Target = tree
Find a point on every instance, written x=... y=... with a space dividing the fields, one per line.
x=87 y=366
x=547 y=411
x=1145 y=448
_ _ _
Directions for this task:
Emit the records above again, exactly, with no line skipped.

Response:
Target = tree
Find a point on every instance, written x=... y=... with a space dividing the fields, one per line.
x=87 y=366
x=547 y=411
x=1145 y=448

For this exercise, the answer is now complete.